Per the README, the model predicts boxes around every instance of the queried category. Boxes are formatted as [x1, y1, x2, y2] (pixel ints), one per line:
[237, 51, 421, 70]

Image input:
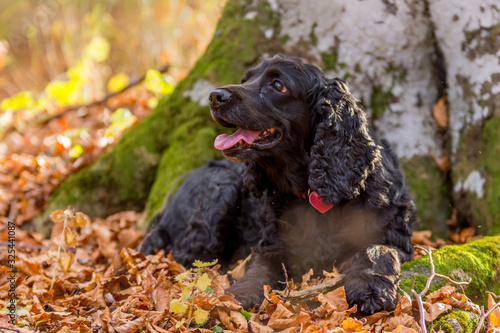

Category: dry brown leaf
[229, 311, 248, 331]
[382, 313, 420, 332]
[248, 320, 274, 333]
[342, 317, 368, 333]
[112, 315, 147, 333]
[392, 325, 418, 333]
[425, 285, 457, 303]
[227, 251, 253, 281]
[318, 287, 349, 311]
[300, 268, 314, 289]
[433, 95, 448, 130]
[425, 302, 452, 322]
[50, 209, 64, 223]
[57, 252, 75, 274]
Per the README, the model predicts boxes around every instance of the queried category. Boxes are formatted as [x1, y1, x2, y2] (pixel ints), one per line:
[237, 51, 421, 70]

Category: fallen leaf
[433, 95, 448, 130]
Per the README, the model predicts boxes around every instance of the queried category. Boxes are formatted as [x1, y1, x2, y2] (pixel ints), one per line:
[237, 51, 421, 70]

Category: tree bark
[39, 0, 500, 236]
[429, 0, 500, 234]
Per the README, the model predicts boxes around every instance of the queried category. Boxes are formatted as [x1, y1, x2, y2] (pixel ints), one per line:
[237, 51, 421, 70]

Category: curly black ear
[309, 79, 381, 205]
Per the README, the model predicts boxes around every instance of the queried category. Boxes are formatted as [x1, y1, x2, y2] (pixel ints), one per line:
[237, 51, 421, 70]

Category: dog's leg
[340, 245, 401, 314]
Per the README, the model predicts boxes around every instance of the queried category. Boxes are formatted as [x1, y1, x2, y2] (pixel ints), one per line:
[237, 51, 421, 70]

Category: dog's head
[209, 56, 380, 204]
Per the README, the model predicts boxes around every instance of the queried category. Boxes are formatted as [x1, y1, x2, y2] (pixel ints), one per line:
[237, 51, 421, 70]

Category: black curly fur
[140, 56, 415, 314]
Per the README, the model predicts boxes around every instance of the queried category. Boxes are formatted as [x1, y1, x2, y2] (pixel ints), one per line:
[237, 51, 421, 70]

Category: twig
[410, 245, 471, 333]
[288, 274, 344, 302]
[474, 291, 500, 333]
[278, 263, 293, 302]
[0, 65, 170, 141]
[486, 291, 500, 299]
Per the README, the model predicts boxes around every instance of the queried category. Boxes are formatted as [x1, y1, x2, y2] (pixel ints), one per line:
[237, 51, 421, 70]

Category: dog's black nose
[208, 89, 233, 108]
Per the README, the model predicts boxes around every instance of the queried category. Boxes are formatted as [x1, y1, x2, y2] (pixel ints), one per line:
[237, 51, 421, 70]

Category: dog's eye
[272, 80, 286, 92]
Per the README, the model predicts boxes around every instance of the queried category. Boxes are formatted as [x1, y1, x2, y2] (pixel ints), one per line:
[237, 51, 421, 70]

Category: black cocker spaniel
[140, 56, 415, 314]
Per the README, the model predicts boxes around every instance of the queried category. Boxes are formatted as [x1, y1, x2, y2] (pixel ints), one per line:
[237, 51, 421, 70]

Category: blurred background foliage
[0, 0, 224, 102]
[0, 0, 225, 224]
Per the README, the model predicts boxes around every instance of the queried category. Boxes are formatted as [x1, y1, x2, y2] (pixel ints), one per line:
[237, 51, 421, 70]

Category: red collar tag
[309, 192, 333, 214]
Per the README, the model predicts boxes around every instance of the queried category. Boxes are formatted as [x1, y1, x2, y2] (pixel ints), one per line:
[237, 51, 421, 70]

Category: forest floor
[0, 81, 500, 332]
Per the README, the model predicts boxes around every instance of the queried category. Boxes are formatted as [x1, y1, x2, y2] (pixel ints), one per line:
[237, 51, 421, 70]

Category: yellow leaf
[85, 36, 111, 62]
[175, 318, 186, 329]
[342, 317, 366, 332]
[196, 273, 212, 291]
[194, 309, 208, 325]
[170, 299, 187, 313]
[108, 73, 130, 92]
[58, 252, 75, 273]
[75, 212, 90, 227]
[50, 209, 64, 223]
[64, 229, 76, 246]
[0, 91, 35, 110]
[181, 286, 191, 301]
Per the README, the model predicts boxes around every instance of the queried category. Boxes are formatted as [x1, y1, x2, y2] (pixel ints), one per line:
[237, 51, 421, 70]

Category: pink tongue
[214, 128, 260, 150]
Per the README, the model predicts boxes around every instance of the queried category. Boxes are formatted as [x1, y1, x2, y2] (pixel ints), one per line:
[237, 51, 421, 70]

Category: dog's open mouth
[214, 128, 282, 150]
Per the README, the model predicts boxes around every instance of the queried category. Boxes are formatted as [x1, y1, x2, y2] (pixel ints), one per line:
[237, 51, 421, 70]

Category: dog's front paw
[345, 276, 398, 315]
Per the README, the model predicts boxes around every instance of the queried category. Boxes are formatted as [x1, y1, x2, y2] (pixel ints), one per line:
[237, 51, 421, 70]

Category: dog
[141, 55, 416, 314]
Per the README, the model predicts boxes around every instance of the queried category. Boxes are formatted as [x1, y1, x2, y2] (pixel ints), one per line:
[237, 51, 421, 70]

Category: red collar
[298, 189, 333, 214]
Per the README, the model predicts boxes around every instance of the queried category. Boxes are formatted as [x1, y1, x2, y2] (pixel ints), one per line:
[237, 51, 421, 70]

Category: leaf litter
[0, 209, 500, 333]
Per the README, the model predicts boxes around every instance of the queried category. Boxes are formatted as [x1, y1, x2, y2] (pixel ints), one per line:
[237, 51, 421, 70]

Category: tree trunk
[40, 0, 500, 235]
[429, 0, 500, 234]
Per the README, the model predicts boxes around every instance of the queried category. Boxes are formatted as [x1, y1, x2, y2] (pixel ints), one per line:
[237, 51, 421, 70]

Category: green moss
[452, 116, 500, 235]
[321, 51, 338, 71]
[37, 0, 288, 233]
[401, 156, 451, 238]
[141, 1, 283, 229]
[400, 236, 500, 304]
[428, 310, 479, 333]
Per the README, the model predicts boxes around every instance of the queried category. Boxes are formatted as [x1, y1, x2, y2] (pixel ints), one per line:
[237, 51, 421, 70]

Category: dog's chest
[280, 201, 381, 278]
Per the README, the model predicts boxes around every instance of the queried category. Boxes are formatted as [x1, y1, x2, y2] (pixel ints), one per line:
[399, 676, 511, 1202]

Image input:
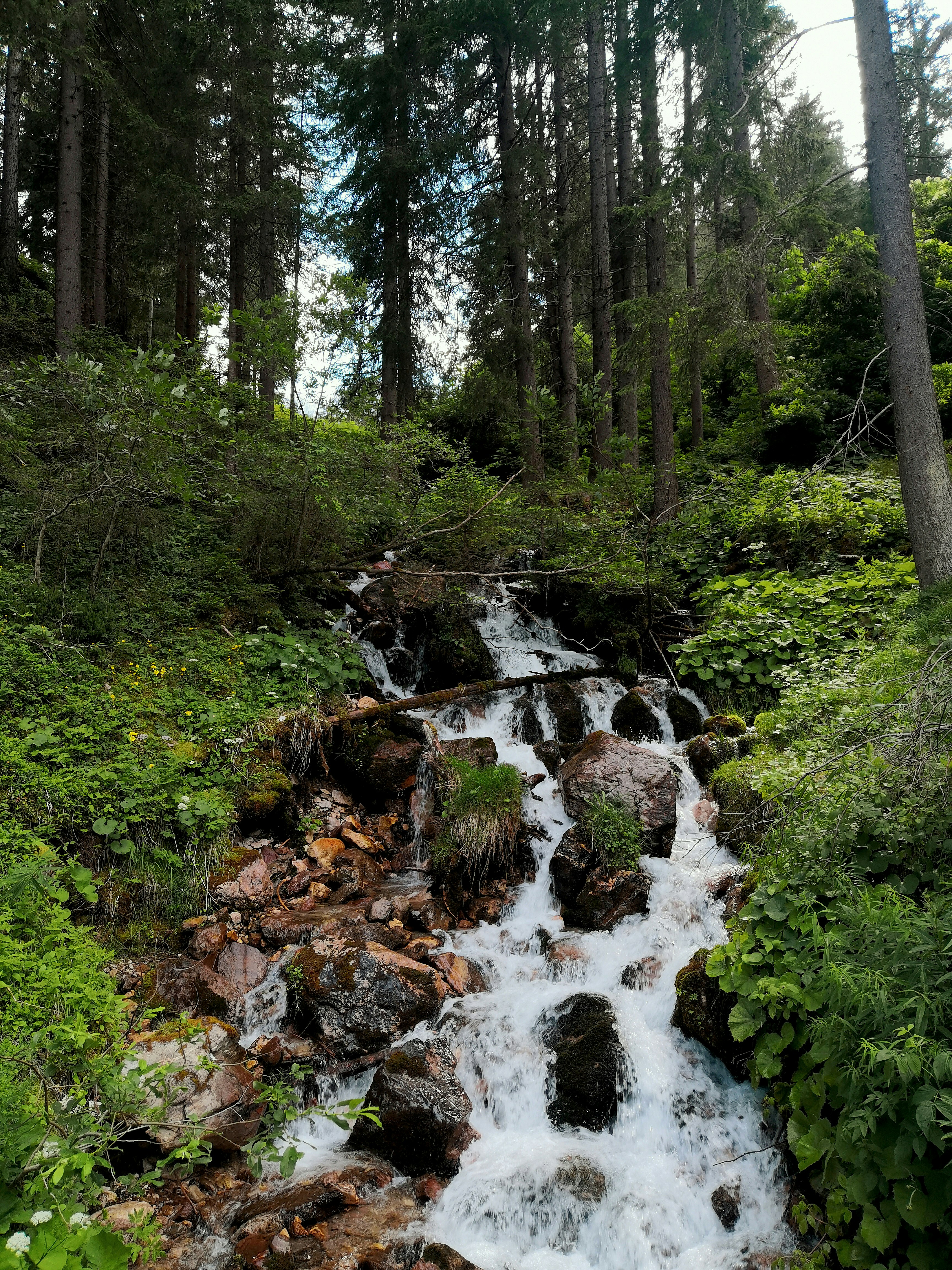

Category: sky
[782, 0, 952, 159]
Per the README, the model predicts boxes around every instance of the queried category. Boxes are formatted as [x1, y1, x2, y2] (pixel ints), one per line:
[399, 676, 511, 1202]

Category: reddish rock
[430, 952, 486, 997]
[215, 944, 268, 993]
[559, 731, 678, 856]
[188, 922, 228, 961]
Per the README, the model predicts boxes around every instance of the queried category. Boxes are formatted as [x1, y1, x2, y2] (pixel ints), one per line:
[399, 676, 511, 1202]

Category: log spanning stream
[250, 592, 791, 1270]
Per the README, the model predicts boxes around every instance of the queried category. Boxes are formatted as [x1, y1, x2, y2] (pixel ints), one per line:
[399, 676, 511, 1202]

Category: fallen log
[322, 666, 604, 728]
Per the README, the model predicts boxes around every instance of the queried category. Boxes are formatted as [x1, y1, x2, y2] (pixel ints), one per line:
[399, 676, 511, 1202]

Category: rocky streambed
[114, 578, 792, 1270]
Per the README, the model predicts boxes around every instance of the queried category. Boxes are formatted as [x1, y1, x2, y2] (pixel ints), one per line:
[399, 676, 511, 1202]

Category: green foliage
[579, 794, 643, 869]
[707, 588, 952, 1270]
[672, 560, 916, 690]
[443, 756, 522, 874]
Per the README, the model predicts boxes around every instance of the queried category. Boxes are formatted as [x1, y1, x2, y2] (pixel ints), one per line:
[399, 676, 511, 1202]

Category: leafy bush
[672, 560, 916, 690]
[579, 794, 643, 869]
[443, 756, 522, 875]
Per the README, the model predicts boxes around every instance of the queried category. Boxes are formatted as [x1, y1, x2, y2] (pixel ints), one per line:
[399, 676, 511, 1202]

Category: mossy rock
[612, 688, 661, 743]
[665, 692, 704, 742]
[672, 949, 751, 1081]
[704, 715, 748, 737]
[711, 758, 773, 851]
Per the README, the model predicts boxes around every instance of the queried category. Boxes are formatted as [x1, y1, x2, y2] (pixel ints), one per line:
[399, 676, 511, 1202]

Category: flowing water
[275, 592, 789, 1270]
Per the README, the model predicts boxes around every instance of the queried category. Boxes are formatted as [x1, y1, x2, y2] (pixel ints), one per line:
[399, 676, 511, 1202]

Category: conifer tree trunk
[0, 38, 23, 287]
[552, 57, 579, 467]
[493, 36, 545, 485]
[53, 0, 85, 357]
[639, 0, 678, 521]
[683, 44, 704, 446]
[378, 18, 400, 428]
[585, 8, 612, 469]
[613, 0, 639, 467]
[724, 0, 781, 396]
[93, 93, 110, 326]
[853, 0, 952, 587]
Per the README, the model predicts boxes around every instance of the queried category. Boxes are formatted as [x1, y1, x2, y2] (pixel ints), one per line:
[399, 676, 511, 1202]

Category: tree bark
[552, 57, 579, 467]
[53, 0, 85, 357]
[493, 36, 545, 485]
[683, 44, 704, 446]
[613, 0, 639, 467]
[639, 0, 678, 521]
[585, 8, 612, 469]
[0, 38, 23, 287]
[724, 0, 781, 397]
[853, 0, 952, 587]
[93, 92, 110, 326]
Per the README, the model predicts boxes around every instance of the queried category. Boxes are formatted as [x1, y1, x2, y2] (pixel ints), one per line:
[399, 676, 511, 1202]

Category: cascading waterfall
[287, 593, 791, 1270]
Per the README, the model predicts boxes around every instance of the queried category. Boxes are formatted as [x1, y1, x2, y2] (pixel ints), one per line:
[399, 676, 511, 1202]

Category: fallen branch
[321, 666, 604, 728]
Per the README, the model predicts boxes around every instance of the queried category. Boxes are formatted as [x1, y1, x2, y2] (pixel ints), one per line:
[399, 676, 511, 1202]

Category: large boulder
[665, 692, 704, 742]
[443, 737, 499, 767]
[542, 683, 585, 746]
[562, 869, 651, 931]
[559, 731, 678, 856]
[348, 1038, 478, 1177]
[125, 1017, 264, 1152]
[286, 932, 447, 1058]
[672, 949, 751, 1081]
[545, 992, 624, 1133]
[612, 688, 661, 740]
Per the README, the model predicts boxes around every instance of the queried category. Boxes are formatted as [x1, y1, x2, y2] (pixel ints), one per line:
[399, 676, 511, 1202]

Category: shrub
[443, 757, 522, 874]
[579, 794, 642, 869]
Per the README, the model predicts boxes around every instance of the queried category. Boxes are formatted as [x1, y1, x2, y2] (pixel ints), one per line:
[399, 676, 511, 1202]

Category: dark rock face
[288, 935, 447, 1058]
[367, 737, 423, 798]
[612, 688, 661, 740]
[443, 737, 499, 767]
[348, 1038, 478, 1177]
[548, 827, 598, 904]
[711, 1186, 740, 1231]
[513, 692, 542, 746]
[672, 949, 750, 1081]
[665, 693, 704, 742]
[545, 993, 624, 1133]
[559, 731, 678, 857]
[542, 683, 585, 746]
[562, 869, 651, 931]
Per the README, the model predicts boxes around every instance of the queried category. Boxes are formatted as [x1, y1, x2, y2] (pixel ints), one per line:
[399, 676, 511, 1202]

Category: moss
[704, 715, 748, 737]
[386, 1049, 430, 1080]
[711, 758, 773, 851]
[672, 949, 749, 1081]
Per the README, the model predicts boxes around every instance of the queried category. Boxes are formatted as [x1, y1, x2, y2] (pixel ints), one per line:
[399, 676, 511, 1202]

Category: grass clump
[443, 757, 522, 874]
[579, 794, 643, 869]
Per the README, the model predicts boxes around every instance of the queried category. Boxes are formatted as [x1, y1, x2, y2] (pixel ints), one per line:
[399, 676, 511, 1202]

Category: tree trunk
[639, 0, 678, 521]
[552, 57, 579, 467]
[724, 0, 781, 397]
[258, 40, 277, 414]
[0, 39, 23, 287]
[613, 0, 639, 467]
[93, 93, 110, 326]
[684, 44, 704, 446]
[55, 0, 84, 357]
[853, 0, 952, 587]
[378, 17, 400, 428]
[493, 36, 545, 485]
[228, 118, 248, 384]
[585, 8, 612, 469]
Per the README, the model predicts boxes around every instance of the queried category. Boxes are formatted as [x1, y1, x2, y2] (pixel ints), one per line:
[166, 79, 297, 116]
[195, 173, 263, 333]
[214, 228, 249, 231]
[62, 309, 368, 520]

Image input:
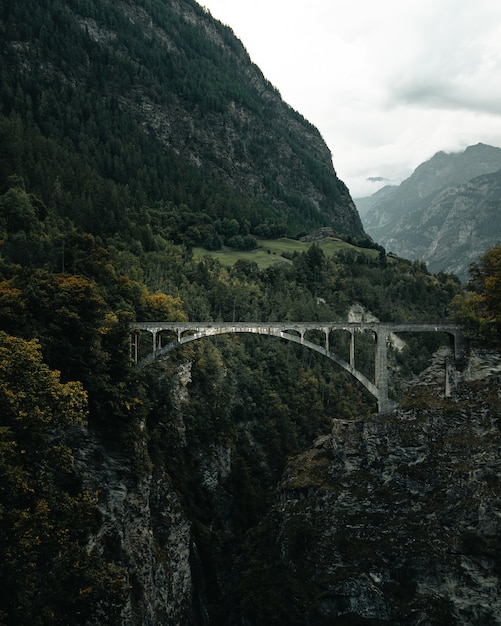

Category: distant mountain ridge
[356, 143, 501, 280]
[0, 0, 365, 240]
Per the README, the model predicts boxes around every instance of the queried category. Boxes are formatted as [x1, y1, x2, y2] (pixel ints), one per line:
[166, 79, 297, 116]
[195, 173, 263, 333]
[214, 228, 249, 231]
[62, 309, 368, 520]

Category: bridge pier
[130, 322, 466, 413]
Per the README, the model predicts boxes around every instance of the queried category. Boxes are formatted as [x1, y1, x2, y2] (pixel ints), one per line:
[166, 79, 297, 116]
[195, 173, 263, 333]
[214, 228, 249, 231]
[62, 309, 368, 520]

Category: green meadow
[193, 237, 378, 269]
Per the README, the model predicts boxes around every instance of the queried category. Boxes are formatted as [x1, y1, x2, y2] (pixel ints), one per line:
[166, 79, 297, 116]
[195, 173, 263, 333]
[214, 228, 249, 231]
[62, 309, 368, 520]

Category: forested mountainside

• _Task to complete_: Please list every line in the rows above that contains the string "green", matching case exactly.

• _Reply to the exercise_:
Category: green moss
Category: green foliage
Category: green meadow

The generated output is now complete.